TASK GOAL :: Count how many lines of the data include "after". The answer is that number and nothing else.

Saved entries:
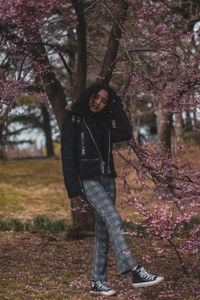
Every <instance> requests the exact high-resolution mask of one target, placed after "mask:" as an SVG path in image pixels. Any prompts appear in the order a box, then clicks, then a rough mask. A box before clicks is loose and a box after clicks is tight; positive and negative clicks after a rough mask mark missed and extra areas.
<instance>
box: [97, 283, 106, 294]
mask: <svg viewBox="0 0 200 300" xmlns="http://www.w3.org/2000/svg"><path fill="white" fill-rule="evenodd" d="M96 285H97V288H98V290H100V291H105V292H107V291H109V288H107V287H106V286H105V285H104V284H103V283H101V281H96Z"/></svg>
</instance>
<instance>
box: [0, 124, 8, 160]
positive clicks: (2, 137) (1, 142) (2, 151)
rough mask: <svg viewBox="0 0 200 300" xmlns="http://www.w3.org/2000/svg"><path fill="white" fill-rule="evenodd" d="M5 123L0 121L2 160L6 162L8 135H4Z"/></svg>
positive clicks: (1, 156) (0, 137) (1, 154)
mask: <svg viewBox="0 0 200 300" xmlns="http://www.w3.org/2000/svg"><path fill="white" fill-rule="evenodd" d="M4 125H5V122H4V121H3V120H0V160H1V159H2V160H6V159H7V156H6V153H5V145H6V140H5V139H6V135H4V134H3V130H4Z"/></svg>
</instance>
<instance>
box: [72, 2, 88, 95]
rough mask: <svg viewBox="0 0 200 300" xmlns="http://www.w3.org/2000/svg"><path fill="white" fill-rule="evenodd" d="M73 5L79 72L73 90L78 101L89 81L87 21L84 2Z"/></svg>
mask: <svg viewBox="0 0 200 300" xmlns="http://www.w3.org/2000/svg"><path fill="white" fill-rule="evenodd" d="M72 5H73V7H74V9H75V11H76V15H77V20H78V25H77V27H76V31H77V72H76V81H75V84H74V89H73V96H74V97H75V99H77V98H78V97H79V96H80V94H81V93H82V92H84V90H85V87H86V80H87V39H86V21H85V15H84V1H83V0H73V1H72Z"/></svg>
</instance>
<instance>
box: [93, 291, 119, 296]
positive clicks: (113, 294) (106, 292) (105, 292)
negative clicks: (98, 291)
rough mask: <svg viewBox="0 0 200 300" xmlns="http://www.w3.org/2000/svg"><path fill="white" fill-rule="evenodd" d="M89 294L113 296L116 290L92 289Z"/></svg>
mask: <svg viewBox="0 0 200 300" xmlns="http://www.w3.org/2000/svg"><path fill="white" fill-rule="evenodd" d="M90 294H92V295H97V296H101V295H102V296H114V295H116V294H117V292H116V291H114V290H110V291H109V292H93V291H90Z"/></svg>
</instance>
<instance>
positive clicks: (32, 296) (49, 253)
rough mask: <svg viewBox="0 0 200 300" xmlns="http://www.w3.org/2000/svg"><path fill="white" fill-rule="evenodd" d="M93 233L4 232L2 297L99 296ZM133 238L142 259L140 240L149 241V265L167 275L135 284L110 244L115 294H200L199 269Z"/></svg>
mask: <svg viewBox="0 0 200 300" xmlns="http://www.w3.org/2000/svg"><path fill="white" fill-rule="evenodd" d="M93 239H94V237H88V238H85V239H83V240H76V241H72V240H67V239H66V236H65V234H42V233H41V234H31V233H28V232H20V233H15V232H1V233H0V244H1V250H0V273H1V280H0V299H94V296H90V295H89V285H90V278H89V277H90V268H91V262H92V251H93ZM128 241H129V245H130V248H131V250H132V251H133V253H134V254H135V255H136V257H137V259H140V253H139V251H138V249H137V246H138V245H140V247H141V246H144V247H146V246H148V249H149V254H150V255H151V258H152V263H151V264H147V263H145V266H146V267H147V268H148V270H150V271H152V273H153V272H155V273H157V274H158V273H159V275H163V276H164V277H165V281H164V282H162V283H161V284H160V285H157V286H155V287H149V288H138V289H134V288H133V287H132V285H131V276H130V274H126V275H119V274H118V270H117V265H116V260H115V256H114V253H113V251H112V250H111V251H110V254H109V263H108V264H109V271H108V283H109V286H110V287H112V288H114V289H116V290H117V292H118V294H117V296H114V297H112V299H137V300H140V299H141V300H147V299H148V300H151V299H152V300H155V299H174V300H175V299H176V300H183V299H185V300H186V299H187V300H192V299H193V300H194V299H200V290H199V275H200V274H199V273H198V270H197V269H196V270H195V272H193V273H192V274H191V275H190V276H186V275H184V274H183V273H182V270H181V267H180V265H179V263H178V262H177V258H176V256H175V254H174V253H173V252H171V254H170V255H168V256H167V257H165V256H162V255H157V254H156V253H155V252H154V250H153V249H152V247H151V241H150V240H145V241H144V240H141V239H139V238H133V237H128ZM142 244H144V245H142ZM166 246H167V245H166ZM135 250H136V251H135ZM189 260H190V257H189V256H188V261H189ZM96 299H105V297H100V296H99V297H96Z"/></svg>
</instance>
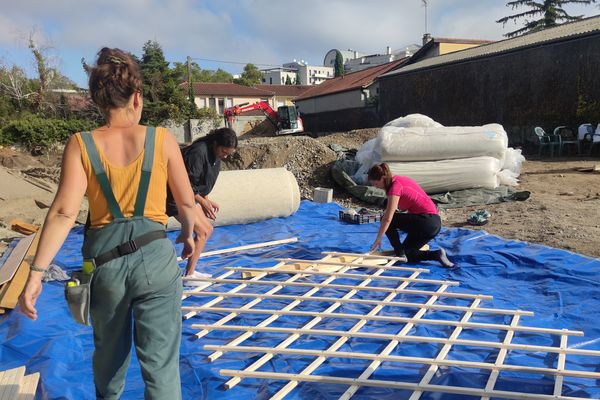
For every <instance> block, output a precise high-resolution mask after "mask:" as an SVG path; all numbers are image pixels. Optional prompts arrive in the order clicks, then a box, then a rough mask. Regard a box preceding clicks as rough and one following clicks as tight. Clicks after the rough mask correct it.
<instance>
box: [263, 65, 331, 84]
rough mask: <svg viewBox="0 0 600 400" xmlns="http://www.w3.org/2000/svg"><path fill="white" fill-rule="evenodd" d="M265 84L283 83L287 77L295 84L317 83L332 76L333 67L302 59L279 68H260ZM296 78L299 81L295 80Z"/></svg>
mask: <svg viewBox="0 0 600 400" xmlns="http://www.w3.org/2000/svg"><path fill="white" fill-rule="evenodd" d="M262 73H263V83H264V84H266V85H285V81H286V80H287V78H288V77H289V78H290V81H291V82H292V84H296V85H318V84H319V83H322V82H325V81H326V80H328V79H332V78H333V77H334V70H333V67H326V66H314V65H308V64H307V63H306V62H304V60H301V61H296V60H294V61H292V62H291V63H286V64H283V66H282V67H281V68H272V69H267V70H262ZM296 78H298V79H299V80H300V81H299V82H296Z"/></svg>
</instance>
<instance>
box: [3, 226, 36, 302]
mask: <svg viewBox="0 0 600 400" xmlns="http://www.w3.org/2000/svg"><path fill="white" fill-rule="evenodd" d="M32 236H33V241H32V242H31V246H29V249H28V250H27V254H26V255H25V258H23V260H22V261H21V264H20V265H19V267H18V269H17V273H16V274H15V276H14V277H13V279H12V280H11V281H10V282H9V283H8V289H7V290H6V292H5V293H4V295H3V296H2V298H0V307H2V308H9V309H13V308H15V307H16V306H17V303H18V301H19V296H20V295H21V292H22V291H23V288H24V287H25V283H26V282H27V278H28V277H29V265H30V263H31V261H32V259H33V255H34V254H35V252H36V251H37V245H38V242H39V240H40V235H39V231H38V232H36V233H35V234H34V235H32Z"/></svg>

FINISHED TASK :: 2